Rewrite everything from "QA review pass — verify and re-annotate all instances of chrome" down to "[[71, 246, 138, 258], [308, 323, 479, 345]]", changing "front bumper" to "rear bumper" and keeping every other character the same.

-- Start Materials provided --

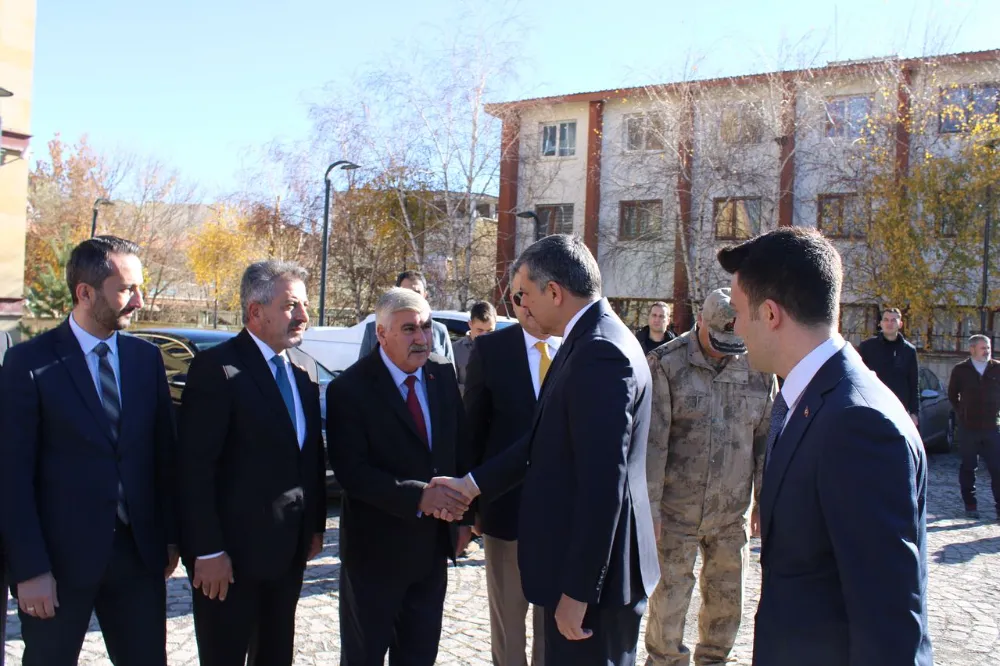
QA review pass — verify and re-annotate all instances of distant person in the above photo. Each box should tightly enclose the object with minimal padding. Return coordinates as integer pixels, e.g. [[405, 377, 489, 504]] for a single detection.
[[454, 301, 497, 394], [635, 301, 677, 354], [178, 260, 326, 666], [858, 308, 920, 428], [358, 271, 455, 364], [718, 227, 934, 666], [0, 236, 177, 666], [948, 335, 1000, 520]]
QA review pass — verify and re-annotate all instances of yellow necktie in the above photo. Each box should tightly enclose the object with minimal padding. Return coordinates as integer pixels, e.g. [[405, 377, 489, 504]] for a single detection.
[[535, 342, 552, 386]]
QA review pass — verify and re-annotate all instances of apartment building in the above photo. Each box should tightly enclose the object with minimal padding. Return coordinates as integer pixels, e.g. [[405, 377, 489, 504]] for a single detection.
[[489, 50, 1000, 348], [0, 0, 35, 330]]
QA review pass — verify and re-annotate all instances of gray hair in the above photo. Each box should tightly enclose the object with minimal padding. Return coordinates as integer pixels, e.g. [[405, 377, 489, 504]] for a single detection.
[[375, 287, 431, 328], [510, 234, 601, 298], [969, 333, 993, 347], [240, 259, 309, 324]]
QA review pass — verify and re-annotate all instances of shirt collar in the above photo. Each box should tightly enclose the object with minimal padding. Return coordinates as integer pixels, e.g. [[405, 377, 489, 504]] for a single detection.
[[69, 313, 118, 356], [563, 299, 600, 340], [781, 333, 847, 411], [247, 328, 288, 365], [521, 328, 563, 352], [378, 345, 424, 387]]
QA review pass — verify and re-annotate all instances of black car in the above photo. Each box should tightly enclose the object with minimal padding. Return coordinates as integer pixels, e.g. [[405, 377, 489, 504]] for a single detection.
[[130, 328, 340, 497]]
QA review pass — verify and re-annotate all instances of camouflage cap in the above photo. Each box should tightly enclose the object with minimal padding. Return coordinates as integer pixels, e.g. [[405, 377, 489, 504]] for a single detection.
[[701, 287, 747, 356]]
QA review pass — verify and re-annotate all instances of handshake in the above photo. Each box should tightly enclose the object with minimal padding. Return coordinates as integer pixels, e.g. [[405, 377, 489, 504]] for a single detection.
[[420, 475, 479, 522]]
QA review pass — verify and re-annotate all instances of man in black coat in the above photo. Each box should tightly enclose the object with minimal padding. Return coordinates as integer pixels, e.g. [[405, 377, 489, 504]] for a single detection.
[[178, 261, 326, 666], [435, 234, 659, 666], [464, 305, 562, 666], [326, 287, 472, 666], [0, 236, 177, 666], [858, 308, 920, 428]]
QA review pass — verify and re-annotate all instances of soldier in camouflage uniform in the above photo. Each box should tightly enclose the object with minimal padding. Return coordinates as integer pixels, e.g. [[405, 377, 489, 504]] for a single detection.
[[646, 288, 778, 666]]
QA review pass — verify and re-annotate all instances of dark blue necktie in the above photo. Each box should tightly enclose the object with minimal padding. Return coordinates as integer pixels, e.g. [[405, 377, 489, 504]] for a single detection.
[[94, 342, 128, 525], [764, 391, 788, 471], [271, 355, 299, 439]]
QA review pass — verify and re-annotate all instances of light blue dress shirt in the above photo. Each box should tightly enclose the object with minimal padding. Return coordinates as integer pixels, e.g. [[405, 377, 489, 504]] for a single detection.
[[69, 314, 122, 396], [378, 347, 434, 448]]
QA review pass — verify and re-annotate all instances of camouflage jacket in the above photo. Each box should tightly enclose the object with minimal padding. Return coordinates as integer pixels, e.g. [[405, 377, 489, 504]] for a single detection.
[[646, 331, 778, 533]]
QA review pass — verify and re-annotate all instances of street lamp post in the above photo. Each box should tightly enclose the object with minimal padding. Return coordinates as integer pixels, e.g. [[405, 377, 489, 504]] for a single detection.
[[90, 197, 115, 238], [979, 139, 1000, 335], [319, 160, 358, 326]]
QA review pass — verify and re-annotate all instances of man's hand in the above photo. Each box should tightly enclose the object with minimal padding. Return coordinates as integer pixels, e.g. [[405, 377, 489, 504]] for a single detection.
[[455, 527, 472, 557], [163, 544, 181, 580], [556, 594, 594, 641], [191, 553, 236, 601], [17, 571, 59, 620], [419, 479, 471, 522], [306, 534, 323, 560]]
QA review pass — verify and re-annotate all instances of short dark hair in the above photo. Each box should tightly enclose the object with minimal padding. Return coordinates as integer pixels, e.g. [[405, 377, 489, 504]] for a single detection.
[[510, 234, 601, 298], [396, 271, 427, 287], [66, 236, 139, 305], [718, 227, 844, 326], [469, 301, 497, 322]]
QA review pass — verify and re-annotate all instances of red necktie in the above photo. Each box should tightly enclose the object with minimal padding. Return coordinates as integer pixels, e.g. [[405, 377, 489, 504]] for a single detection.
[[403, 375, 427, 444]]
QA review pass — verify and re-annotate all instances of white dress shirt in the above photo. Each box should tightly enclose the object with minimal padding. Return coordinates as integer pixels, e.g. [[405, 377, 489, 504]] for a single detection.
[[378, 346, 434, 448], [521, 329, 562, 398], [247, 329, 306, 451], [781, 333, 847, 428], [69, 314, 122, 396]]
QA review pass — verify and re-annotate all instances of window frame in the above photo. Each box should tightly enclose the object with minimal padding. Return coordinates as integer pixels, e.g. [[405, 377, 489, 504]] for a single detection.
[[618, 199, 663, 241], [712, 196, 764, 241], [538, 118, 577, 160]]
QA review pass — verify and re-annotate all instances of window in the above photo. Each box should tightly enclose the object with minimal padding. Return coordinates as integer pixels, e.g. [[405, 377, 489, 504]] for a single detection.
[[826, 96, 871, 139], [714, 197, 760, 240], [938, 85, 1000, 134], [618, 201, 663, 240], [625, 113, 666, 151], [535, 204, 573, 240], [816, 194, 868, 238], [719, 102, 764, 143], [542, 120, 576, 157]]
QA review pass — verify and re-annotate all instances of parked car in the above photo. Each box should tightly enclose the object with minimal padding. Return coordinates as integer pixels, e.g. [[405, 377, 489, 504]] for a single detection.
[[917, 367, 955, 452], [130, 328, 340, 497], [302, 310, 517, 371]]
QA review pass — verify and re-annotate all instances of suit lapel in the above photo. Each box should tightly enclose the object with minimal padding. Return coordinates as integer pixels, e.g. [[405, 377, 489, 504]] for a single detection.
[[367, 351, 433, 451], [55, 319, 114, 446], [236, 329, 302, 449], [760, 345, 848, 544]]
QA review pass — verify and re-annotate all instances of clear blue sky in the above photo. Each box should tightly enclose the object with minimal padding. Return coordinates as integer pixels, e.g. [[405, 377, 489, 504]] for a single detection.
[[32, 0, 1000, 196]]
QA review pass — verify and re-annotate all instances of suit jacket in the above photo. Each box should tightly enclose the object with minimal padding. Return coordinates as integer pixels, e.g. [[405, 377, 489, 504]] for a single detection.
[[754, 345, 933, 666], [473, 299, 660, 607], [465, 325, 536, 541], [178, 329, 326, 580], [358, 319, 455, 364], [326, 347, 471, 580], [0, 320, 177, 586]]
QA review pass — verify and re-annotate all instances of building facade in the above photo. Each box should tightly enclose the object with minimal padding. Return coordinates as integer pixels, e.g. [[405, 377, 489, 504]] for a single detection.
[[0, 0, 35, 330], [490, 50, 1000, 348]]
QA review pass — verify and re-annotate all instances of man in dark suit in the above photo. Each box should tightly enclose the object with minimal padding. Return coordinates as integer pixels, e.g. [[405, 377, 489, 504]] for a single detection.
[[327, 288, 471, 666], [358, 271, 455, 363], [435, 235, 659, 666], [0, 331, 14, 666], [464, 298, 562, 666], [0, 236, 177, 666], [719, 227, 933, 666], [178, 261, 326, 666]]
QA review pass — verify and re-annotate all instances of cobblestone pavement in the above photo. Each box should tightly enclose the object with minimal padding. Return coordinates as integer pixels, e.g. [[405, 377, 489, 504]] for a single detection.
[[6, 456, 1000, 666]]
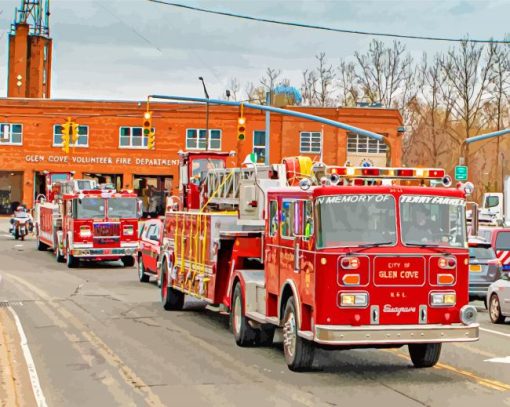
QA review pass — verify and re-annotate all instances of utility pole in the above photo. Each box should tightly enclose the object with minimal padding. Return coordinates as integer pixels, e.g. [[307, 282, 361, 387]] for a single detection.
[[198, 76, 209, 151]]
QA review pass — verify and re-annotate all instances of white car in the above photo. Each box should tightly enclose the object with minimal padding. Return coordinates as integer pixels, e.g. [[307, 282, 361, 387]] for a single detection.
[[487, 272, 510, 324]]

-- End Materials provided --
-- Start Materials provided --

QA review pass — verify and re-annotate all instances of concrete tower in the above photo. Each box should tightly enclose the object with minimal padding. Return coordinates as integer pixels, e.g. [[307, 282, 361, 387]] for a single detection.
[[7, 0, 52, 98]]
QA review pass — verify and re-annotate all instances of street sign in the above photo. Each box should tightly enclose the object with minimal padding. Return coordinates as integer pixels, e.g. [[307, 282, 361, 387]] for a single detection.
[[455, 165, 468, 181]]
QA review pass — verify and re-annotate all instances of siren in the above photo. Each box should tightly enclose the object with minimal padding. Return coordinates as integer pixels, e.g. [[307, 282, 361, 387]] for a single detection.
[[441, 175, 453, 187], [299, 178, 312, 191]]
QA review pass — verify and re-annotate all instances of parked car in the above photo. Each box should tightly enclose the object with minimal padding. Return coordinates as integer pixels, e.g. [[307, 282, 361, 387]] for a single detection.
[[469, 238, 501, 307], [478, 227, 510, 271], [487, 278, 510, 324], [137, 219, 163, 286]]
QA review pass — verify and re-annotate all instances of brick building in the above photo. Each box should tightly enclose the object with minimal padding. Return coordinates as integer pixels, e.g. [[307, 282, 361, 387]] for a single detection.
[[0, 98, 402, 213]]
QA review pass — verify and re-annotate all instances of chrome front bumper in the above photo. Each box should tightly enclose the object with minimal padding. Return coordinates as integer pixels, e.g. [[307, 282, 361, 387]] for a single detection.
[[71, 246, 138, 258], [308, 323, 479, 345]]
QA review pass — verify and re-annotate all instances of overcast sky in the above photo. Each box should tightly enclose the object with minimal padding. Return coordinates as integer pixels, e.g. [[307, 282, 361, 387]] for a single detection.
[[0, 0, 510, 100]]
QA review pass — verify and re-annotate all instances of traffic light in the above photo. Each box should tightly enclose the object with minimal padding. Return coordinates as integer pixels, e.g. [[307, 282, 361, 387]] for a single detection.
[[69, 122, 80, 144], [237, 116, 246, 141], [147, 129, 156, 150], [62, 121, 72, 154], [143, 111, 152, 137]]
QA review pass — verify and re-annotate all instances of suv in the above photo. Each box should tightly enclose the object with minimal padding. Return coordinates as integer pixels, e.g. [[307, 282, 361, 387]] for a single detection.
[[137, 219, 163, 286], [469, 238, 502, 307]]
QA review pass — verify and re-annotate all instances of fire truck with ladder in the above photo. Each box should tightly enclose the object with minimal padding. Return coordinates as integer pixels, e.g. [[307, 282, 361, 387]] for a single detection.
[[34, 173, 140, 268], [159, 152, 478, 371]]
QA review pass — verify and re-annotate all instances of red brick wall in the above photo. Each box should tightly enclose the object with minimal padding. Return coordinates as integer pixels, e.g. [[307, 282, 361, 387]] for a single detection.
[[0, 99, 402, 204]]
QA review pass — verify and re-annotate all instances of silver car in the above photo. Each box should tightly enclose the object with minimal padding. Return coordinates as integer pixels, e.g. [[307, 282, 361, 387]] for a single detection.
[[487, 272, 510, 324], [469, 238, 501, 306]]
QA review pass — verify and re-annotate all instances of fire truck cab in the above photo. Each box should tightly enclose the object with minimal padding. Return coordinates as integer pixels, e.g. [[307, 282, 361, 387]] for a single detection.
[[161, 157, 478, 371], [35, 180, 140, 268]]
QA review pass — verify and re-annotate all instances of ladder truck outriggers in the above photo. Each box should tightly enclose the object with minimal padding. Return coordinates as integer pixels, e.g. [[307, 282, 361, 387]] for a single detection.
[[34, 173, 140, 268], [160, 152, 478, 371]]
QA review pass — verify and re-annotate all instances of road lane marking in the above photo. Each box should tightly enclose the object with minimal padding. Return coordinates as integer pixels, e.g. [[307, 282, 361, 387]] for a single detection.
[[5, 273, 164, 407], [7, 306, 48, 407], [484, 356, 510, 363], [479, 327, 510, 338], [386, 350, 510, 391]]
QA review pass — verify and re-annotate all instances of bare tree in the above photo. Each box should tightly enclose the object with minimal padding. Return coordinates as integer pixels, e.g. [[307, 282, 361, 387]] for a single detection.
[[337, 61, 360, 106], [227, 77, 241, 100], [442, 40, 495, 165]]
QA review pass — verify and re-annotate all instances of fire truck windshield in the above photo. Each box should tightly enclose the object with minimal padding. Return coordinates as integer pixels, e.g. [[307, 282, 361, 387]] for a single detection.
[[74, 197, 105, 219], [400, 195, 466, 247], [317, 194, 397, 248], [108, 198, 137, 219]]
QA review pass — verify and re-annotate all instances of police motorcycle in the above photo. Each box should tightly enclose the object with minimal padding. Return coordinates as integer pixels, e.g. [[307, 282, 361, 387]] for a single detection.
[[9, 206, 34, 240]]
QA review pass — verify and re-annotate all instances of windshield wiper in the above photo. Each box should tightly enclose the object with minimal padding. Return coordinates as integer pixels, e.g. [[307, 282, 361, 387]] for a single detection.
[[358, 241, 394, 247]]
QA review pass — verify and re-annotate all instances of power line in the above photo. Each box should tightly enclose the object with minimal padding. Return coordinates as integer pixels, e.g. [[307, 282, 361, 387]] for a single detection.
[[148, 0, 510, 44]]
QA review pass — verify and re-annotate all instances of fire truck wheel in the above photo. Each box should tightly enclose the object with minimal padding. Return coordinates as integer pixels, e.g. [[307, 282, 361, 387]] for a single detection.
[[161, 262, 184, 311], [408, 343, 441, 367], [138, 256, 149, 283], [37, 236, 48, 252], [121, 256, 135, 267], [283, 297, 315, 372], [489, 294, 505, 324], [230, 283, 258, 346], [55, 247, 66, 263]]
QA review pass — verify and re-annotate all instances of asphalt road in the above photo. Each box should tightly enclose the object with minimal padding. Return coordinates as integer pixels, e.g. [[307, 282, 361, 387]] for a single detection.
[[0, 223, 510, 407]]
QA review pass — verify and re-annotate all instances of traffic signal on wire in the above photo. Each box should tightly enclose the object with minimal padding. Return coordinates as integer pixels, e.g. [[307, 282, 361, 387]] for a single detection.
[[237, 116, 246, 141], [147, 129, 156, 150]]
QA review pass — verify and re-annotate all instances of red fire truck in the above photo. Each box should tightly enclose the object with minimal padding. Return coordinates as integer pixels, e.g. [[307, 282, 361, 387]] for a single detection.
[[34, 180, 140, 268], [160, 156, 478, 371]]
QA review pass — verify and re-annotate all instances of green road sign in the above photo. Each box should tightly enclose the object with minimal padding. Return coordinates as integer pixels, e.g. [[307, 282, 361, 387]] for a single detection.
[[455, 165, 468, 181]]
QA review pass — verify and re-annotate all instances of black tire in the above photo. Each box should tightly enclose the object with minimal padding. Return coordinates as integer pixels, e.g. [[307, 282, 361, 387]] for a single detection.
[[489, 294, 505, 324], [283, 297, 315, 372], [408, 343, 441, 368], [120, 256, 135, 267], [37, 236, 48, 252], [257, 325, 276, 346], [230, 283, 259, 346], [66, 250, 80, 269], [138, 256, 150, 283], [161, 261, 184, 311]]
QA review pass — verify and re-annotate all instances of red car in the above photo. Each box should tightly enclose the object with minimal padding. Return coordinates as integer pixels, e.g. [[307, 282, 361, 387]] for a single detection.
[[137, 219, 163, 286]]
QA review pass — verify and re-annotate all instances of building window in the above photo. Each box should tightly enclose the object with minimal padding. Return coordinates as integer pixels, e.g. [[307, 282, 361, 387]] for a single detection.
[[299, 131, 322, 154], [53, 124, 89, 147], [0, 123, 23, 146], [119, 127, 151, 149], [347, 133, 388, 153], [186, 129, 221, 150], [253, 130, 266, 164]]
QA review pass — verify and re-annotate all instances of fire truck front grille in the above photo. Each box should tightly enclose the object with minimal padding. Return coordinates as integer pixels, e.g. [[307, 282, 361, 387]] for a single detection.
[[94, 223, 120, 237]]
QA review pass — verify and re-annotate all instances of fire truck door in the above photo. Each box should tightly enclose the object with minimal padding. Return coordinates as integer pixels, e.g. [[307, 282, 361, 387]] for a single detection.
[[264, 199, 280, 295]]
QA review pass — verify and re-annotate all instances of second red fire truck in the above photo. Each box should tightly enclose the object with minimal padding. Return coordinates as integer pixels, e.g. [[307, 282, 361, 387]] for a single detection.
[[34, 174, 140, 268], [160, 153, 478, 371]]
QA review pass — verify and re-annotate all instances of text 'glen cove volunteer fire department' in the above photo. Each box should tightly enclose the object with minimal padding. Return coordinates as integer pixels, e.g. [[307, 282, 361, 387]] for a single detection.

-- End Materials provided --
-- Start Materials provided --

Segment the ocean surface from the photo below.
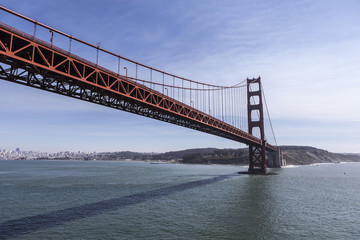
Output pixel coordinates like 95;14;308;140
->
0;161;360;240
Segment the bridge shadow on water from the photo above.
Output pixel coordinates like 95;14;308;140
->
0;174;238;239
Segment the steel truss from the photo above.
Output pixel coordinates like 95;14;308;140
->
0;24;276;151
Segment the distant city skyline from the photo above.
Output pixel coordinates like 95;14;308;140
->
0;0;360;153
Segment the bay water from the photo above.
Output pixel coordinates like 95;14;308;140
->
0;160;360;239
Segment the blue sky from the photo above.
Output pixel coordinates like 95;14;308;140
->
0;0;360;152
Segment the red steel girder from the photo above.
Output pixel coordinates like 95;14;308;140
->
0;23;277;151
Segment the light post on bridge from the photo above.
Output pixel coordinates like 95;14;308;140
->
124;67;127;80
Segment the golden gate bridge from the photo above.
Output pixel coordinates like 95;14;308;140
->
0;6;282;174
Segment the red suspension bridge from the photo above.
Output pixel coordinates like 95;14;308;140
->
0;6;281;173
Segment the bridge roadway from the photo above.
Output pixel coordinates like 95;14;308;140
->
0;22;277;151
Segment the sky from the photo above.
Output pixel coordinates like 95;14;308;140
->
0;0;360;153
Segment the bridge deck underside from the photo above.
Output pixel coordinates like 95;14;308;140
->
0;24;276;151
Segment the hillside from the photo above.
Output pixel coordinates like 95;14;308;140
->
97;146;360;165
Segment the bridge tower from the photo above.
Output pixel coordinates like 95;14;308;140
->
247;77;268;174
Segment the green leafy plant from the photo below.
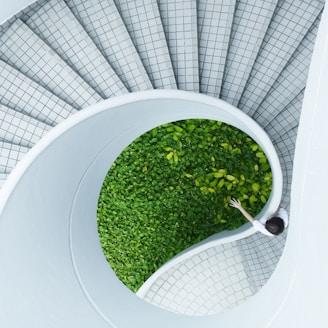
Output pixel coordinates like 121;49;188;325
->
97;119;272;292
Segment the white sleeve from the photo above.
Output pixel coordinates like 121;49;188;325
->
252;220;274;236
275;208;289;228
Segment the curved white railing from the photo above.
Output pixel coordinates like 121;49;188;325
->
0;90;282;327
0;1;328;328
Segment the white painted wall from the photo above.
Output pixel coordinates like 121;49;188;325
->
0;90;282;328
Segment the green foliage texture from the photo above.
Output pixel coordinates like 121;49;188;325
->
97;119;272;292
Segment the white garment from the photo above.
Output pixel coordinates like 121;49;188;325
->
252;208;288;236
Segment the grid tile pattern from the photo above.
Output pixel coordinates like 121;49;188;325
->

-- End Materials provided --

_Solution to this exercise_
QA review pass — verify and re-annotate all instances of chrome rear bumper in the above photo. Each box should tightly enclose the object with minimal padding. Return coordinates as integer pixels, e.g. [[307, 282, 361, 387]] for a single detection.
[[71, 246, 138, 258], [308, 323, 479, 345]]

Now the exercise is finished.